Quelle vision souhaitez-vous porter durant votre mandat ?
Pendant cinquante ans, Entreprise et Progrès s’est attachée à éveiller les consciences chez les dirigeants et c’est formidable. Durant notre mandat, nous voulons les encourager à passer davantage à l’acte. En ce sens, nous voulons être plus militants, plus activistes. Au vu de l’urgence climatique et sociale, il n’y a plus le choix, il n’y a plus de temps à perdre. Il faut que les entreprises basculent massivement dans ce modèle. Avant, le sujet de l’intérêt général était à côté du dirigeant. La RSE est un bon exemple. Aujourd’hui, il doit être placé au coeur du modèle économique des entreprises. Pour se faire, il faut que les entrepreneurs progressent eux-mêmes. Sans cela, nous ne pouvons pas faire progresser la société. Il est aujourd’hui nécessaire que les dirigeants changent leurs pratiques et revoient leur mindset.
Quels sont les chantiers prioritaires sur lesquels vous allez travailler ?
Le premier chantier, c’est le sujet des plateformes responsables déjà lancé avant notre présidence. Deliveroo, Uber, Airbnb, on a été parmi les premiers à interpeller leurs dirigeants sur certaines de leurs pratiques peu éthiques. On les interpelle sur le respect de leurs collaborateurs, le fait de payer leurs impôts en France, leur manquement en matière de protection sociale, etc.

• **EXERCICE**:
Répondez aux questions suivantes à partir de l'entretien sur Entreprise et Progrès.
(a) Pendant combien d'années Entreprise et Progrès s'est-elle attachée à éveiller les consciences chez les dirigeants ?
(b) Quel exemple l'entretien donne-t-il d'un sujet d'intérêt général qui était autrefois « à côté du dirigeant » ?
(c) Quelles plateformes sont nommées à propos du premier chantier ?

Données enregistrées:
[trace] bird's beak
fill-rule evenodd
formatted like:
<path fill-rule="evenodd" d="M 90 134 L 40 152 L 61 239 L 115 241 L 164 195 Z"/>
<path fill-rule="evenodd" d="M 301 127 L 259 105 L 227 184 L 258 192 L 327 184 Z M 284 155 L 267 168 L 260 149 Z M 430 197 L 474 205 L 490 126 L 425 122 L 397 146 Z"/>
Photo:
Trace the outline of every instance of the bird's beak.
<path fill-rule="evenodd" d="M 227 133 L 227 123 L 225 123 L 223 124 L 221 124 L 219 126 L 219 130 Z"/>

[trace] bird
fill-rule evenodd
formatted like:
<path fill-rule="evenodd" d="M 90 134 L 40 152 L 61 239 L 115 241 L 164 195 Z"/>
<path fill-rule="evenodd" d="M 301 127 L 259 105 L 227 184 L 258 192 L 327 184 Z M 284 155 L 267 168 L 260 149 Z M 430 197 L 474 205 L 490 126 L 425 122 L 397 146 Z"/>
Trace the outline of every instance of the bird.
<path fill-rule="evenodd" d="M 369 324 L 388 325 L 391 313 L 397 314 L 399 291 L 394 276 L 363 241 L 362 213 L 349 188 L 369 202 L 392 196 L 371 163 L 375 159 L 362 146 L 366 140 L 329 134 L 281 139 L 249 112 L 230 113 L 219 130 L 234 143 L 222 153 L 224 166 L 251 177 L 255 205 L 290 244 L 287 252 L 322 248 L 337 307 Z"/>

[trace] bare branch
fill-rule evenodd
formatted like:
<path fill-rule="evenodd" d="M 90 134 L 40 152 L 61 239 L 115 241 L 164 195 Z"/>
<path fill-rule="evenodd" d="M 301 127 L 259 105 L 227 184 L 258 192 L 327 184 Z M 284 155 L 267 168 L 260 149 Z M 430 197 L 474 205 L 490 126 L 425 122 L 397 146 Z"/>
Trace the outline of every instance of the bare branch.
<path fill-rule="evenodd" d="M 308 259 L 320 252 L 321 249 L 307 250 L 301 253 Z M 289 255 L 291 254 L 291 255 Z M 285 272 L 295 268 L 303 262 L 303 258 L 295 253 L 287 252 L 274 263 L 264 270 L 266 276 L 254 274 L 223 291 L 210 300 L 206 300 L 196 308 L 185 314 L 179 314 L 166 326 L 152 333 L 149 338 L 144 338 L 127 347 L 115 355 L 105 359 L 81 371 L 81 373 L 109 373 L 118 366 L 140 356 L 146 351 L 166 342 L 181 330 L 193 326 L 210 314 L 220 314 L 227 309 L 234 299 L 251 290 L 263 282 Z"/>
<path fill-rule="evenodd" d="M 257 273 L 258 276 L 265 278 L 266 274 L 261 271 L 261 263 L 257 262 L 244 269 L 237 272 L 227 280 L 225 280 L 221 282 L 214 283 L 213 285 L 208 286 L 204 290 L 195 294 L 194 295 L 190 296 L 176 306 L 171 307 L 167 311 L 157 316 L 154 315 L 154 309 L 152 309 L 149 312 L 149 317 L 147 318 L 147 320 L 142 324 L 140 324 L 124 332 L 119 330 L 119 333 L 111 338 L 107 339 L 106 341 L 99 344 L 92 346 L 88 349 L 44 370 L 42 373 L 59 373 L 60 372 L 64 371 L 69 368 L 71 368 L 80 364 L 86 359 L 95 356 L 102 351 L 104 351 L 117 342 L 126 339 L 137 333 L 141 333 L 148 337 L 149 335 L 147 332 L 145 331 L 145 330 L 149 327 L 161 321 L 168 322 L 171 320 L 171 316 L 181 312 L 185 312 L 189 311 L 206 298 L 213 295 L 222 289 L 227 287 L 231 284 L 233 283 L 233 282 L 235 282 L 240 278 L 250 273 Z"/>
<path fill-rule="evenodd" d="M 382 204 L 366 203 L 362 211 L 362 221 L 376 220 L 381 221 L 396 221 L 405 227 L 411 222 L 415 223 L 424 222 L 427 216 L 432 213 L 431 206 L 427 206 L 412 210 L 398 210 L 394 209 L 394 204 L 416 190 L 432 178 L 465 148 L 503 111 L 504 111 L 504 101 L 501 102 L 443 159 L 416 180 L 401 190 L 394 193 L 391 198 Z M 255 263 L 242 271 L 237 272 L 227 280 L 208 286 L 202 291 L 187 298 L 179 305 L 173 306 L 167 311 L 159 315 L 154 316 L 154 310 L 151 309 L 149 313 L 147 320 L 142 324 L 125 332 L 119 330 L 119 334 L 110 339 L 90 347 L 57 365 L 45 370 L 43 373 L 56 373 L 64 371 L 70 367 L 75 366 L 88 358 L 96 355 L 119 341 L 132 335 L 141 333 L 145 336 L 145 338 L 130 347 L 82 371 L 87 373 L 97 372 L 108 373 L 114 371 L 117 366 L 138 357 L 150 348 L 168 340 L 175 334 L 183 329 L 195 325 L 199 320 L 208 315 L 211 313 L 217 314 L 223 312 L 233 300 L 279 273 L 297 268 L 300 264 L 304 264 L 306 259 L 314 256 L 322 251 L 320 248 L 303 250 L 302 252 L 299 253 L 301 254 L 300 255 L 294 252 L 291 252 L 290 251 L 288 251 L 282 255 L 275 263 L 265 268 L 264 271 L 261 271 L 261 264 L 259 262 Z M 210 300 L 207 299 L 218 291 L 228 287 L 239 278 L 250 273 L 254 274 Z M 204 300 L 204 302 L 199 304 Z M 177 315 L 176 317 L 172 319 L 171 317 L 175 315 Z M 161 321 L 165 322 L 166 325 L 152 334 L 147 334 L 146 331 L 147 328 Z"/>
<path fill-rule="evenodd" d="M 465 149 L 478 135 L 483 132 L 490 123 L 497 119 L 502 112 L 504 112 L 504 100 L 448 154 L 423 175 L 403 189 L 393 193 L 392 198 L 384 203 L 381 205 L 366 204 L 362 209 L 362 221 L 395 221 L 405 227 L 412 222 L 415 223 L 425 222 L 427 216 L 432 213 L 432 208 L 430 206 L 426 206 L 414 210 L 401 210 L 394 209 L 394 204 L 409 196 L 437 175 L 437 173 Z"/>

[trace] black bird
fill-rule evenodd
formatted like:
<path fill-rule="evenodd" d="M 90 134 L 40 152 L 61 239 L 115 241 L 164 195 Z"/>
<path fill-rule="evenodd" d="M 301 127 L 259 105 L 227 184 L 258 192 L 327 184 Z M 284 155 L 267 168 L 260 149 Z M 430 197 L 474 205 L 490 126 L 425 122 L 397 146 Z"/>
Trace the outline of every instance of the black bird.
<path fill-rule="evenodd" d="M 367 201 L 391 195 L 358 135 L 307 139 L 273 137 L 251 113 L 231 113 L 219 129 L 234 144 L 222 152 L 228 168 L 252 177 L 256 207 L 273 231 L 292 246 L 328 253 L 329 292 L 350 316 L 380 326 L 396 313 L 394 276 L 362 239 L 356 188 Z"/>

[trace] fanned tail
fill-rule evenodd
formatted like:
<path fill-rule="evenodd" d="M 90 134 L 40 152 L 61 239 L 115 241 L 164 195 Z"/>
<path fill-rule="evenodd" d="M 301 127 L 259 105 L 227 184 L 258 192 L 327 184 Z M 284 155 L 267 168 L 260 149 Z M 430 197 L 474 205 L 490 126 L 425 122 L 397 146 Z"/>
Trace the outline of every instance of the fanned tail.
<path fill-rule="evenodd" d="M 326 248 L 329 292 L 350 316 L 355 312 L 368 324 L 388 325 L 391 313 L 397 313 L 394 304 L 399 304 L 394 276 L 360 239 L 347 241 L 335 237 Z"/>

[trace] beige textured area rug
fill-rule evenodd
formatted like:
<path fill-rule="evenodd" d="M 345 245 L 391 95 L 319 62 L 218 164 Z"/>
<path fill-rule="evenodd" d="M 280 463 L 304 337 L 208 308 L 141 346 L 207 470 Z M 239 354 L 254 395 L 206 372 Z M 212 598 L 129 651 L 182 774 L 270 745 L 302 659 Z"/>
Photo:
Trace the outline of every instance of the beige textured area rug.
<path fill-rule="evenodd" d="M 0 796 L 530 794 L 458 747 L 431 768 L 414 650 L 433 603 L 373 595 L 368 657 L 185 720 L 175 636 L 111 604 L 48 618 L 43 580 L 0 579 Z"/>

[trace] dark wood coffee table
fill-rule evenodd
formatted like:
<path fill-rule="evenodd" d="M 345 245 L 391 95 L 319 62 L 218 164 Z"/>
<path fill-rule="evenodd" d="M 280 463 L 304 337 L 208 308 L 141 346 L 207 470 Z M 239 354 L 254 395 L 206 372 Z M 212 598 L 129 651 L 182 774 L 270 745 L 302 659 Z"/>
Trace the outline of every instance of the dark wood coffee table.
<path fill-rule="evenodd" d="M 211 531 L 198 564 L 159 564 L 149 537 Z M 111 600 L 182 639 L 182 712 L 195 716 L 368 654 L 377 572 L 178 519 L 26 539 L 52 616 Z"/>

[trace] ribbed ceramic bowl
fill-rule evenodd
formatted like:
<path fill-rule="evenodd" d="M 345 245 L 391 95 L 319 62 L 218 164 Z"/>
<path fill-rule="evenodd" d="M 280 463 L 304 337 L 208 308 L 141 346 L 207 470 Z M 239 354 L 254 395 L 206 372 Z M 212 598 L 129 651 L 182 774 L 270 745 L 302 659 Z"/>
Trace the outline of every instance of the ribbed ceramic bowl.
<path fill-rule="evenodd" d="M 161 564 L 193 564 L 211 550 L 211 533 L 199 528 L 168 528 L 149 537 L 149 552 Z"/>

• **RÉPONSE ÉCRITE**:
(a) Pendant cinquante ans.
(b) La RSE.
(c) Deliveroo, Uber et Airbnb.